## Source text
※ ※ ※

A gallery of sculpture teaches more austerely the same lesson.

As picture teaches the coloring, so sculpture the anatomy of form.

When I have seen fine statues, and afterwards enter a public

assembly, I understand well what he meant who said, "When I have been

reading Homer, all men look like giants." I too see that painting and

sculpture are gymnastics of the eye, its training to the niceties and

curiosities of its function. There is no statue like this living

man, with his infinite advantage over all ideal sculpture, of

perpetual variety. What a gallery of art have I here! No mannerist

made these varied groups and diverse original single figures. Here

is the artist himself improvising, grim and glad, at his block. Now

one thought strikes him, now another, and with each moment he alters

the whole air, attitude, and expression of his clay. Away with your

nonsense of oil and easels, of marble and chisels: except to open

your eyes to the masteries of eternal art, they are hypocritical


The reference of all production at last to an aboriginal Power

explains the traits common to all works of the highest art, -- that

they are universally intelligible; that they restore to us the

simplest states of mind; and are religious. Since what skill is

therein shown is the reappearance of the original soul, a jet of pure

light, it should produce a similar impression to that made by natural

objects. In happy hours, nature appears to us one with art; art

perfected, -- the work of genius. And the individual, in whom simple

tastes and susceptibility to all the great human influences overpower

the accidents of a local and special culture, is the best critic of

art. Though we travel the world over to find the beautiful, we must

carry it with us, or we find it not. The best of beauty is a finer

charm than skill in surfaces, in outlines, or rules of art can ever

teach, namely, a radiation from the work of art of human character,

-- a wonderful expression through stone, or canvas, or musical sound,

of the deepest and simplest attributes of our nature, and therefore

most intelligible at last to those souls which have these attributes.

※ ※ ※

## Labeled-object pointing entries
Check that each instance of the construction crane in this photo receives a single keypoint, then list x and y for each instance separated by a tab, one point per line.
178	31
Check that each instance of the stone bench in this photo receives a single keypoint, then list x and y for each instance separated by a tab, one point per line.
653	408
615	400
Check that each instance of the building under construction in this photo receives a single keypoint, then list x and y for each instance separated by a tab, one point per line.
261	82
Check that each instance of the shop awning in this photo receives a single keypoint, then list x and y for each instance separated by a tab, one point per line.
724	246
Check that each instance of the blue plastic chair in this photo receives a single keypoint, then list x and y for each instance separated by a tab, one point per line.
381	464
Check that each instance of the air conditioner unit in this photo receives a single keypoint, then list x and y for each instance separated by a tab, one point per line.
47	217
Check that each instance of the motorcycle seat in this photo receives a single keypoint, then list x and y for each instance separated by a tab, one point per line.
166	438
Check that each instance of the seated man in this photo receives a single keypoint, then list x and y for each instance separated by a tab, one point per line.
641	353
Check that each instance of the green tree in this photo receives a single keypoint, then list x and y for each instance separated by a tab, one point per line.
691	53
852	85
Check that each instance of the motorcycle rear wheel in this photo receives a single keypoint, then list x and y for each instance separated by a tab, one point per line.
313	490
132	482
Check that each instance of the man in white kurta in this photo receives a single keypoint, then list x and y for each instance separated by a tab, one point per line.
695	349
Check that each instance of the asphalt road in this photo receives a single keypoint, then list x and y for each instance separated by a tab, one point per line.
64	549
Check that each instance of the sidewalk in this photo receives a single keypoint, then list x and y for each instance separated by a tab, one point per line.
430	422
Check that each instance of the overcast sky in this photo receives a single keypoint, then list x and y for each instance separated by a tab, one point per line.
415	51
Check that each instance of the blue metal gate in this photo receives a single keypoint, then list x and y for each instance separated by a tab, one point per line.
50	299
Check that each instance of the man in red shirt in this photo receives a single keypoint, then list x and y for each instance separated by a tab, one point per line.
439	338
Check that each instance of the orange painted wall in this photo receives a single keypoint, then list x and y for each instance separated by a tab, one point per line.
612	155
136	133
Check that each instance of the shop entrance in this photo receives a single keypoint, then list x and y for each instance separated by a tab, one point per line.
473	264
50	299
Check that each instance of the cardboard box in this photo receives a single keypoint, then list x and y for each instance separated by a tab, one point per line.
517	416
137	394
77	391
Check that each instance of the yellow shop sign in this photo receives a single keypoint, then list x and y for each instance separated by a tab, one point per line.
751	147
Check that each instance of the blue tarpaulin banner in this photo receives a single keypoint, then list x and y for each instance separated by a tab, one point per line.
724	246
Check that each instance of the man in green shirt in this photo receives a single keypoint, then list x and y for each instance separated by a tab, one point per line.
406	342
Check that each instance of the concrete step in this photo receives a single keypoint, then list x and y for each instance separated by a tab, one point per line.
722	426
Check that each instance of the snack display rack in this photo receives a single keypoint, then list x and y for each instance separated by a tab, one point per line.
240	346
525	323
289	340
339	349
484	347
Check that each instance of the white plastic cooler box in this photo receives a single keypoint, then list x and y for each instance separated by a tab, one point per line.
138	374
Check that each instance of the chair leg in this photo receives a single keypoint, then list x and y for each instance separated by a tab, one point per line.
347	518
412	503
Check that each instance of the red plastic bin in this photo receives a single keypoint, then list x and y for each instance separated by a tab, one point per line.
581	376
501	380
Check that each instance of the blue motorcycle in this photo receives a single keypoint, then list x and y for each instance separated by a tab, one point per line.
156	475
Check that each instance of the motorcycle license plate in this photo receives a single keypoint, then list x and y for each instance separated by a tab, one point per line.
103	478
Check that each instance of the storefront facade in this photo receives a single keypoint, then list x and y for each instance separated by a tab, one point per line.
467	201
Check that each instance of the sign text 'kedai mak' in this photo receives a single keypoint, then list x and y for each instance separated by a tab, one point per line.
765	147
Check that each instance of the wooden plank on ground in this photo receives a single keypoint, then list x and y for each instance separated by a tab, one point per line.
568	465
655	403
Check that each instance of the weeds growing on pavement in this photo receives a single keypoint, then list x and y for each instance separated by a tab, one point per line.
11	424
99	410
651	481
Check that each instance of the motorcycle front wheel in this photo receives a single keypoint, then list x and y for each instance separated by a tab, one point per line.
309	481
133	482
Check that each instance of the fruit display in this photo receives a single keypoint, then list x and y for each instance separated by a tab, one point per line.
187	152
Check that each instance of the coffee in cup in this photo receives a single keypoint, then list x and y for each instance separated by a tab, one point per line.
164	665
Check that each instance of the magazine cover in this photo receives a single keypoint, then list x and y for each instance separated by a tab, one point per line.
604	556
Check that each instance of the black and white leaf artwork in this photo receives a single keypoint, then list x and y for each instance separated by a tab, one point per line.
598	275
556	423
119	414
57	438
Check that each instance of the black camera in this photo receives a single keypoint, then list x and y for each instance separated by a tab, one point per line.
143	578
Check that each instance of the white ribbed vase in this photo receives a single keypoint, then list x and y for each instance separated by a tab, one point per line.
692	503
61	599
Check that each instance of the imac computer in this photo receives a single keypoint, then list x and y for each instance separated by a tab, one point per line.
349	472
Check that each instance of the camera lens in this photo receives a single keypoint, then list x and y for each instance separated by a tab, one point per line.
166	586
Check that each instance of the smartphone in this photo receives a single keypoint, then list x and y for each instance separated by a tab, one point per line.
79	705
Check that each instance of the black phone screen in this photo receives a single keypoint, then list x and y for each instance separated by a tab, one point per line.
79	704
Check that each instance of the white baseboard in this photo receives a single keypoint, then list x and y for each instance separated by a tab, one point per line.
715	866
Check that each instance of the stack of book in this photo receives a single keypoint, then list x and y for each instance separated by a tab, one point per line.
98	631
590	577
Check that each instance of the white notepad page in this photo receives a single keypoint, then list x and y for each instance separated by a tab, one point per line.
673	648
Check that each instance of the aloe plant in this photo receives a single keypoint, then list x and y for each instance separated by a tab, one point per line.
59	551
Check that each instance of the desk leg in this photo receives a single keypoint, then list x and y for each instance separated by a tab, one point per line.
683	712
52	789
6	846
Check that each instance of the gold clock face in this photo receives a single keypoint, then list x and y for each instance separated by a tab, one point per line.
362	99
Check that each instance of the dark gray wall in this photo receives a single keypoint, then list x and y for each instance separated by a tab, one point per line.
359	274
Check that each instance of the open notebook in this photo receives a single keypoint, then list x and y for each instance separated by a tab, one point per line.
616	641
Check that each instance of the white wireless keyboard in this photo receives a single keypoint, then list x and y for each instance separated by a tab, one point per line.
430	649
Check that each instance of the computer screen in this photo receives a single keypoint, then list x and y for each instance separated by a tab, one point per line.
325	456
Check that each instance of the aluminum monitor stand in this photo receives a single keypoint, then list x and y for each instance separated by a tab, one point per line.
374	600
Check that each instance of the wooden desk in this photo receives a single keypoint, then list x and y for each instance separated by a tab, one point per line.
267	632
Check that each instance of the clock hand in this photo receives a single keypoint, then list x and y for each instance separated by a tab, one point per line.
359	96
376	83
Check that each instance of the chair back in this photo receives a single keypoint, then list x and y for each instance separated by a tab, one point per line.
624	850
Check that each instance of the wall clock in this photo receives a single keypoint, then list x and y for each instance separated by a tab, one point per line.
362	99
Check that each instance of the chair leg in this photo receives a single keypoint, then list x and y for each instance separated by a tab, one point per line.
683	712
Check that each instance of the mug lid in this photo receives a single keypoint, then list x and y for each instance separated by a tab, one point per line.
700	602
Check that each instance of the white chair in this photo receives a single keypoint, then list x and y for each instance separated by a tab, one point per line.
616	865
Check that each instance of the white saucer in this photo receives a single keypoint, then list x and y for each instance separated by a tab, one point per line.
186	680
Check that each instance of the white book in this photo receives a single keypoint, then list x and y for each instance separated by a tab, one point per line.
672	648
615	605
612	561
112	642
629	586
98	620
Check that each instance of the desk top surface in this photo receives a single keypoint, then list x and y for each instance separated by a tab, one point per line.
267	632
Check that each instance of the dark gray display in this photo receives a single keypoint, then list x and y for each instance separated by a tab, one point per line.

※ ※ ※

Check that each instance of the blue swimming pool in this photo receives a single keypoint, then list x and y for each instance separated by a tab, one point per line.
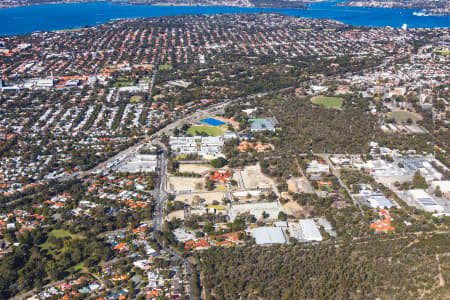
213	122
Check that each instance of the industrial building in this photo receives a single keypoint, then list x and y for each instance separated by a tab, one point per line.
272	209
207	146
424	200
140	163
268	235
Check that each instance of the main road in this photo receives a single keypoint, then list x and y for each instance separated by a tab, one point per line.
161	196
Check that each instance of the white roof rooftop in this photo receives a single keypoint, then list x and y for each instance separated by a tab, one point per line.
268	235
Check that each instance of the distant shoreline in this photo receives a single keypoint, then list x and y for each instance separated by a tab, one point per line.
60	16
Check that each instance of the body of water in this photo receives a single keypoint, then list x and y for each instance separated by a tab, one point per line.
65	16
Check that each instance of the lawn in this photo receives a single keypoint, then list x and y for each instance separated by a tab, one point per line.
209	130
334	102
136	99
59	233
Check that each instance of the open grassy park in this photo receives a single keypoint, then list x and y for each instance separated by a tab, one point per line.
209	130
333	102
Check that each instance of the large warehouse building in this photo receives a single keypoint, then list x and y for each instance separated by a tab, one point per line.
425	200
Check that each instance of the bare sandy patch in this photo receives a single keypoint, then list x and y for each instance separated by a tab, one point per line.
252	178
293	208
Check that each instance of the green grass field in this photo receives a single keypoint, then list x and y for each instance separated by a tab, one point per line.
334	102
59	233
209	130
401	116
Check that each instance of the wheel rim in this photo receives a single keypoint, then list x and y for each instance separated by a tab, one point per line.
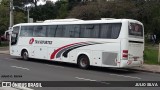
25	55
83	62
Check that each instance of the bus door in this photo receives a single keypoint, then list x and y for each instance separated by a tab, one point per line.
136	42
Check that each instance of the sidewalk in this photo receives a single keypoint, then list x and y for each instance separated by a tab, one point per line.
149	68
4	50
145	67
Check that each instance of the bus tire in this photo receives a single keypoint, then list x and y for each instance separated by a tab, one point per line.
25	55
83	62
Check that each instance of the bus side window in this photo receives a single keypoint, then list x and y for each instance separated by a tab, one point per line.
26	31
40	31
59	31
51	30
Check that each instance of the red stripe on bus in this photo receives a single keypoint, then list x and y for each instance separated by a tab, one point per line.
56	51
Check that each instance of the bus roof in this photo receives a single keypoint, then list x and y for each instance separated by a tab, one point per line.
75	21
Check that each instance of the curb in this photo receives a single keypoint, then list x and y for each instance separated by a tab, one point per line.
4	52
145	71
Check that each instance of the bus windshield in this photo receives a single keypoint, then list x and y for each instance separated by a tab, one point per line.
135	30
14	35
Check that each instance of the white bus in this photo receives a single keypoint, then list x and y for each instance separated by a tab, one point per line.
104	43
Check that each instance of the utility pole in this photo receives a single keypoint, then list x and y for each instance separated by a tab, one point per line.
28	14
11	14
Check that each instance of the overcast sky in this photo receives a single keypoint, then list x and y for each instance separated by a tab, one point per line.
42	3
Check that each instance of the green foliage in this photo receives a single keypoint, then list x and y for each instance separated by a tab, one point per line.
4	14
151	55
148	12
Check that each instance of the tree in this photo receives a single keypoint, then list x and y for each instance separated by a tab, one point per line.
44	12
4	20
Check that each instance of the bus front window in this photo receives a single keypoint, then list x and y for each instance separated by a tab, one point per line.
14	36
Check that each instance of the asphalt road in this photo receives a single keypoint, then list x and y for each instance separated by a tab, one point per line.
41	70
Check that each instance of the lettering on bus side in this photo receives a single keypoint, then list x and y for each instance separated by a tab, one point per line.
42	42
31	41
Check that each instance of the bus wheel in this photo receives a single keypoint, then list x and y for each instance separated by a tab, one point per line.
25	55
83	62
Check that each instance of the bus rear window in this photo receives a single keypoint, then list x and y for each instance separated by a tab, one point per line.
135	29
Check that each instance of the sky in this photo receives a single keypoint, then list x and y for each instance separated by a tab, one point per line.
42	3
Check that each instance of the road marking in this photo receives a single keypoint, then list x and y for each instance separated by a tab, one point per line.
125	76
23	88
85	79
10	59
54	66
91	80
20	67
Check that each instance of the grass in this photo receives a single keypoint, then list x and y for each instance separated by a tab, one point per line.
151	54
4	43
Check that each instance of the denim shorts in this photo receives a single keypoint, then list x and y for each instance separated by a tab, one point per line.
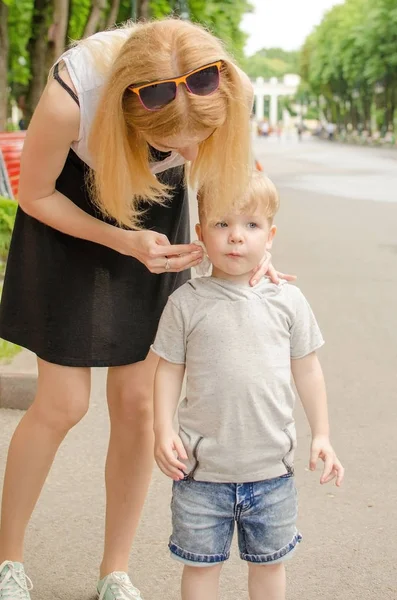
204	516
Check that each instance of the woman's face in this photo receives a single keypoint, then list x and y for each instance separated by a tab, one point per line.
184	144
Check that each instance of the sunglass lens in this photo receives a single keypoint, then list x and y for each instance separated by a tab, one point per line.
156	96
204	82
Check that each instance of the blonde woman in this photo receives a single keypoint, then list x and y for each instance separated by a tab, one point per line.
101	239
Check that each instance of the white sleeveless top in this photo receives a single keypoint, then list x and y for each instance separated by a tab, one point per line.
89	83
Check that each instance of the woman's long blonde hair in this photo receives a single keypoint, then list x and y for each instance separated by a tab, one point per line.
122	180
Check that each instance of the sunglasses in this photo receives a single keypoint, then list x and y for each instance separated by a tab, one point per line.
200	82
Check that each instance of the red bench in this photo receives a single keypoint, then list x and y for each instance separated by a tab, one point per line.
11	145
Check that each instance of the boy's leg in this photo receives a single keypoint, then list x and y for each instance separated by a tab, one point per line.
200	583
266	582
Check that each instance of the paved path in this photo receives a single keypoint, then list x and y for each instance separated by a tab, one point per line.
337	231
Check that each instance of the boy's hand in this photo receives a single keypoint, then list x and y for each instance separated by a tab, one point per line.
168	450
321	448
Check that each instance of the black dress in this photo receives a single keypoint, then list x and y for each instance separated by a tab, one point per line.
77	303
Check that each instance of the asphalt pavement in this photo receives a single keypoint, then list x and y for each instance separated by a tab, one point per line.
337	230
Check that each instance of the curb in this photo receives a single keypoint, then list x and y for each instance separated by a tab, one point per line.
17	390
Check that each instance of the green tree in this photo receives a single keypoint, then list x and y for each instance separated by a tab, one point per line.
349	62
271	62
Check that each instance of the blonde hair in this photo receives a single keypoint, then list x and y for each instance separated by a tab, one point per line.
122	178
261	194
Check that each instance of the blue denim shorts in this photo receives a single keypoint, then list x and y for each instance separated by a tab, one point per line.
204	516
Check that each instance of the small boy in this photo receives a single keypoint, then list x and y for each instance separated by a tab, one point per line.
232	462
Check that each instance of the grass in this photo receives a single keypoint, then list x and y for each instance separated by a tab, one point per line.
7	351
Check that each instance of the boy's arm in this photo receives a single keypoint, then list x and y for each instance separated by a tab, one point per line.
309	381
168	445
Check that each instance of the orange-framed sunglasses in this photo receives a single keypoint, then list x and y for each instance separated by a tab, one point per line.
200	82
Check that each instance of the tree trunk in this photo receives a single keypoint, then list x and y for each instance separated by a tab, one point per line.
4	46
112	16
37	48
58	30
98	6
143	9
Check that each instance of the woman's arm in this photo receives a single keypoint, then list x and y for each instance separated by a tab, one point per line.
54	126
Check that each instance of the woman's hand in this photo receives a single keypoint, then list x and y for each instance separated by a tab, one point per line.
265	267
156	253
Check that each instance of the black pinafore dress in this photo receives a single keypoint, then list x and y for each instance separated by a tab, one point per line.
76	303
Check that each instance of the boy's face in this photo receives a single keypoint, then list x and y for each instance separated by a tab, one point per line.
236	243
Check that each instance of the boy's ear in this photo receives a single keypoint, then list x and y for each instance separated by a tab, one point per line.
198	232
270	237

※ ※ ※

## Requests
a. In the passage on art, what does the writer say painting and sculpture are for the eye?
b. Count the lines of the entries that contain the word "painted" and give only the number.
The passage on art and the entries have no connection to each other.

## Answers to the tasks
a. They are gymnastics of the eye.

b. 1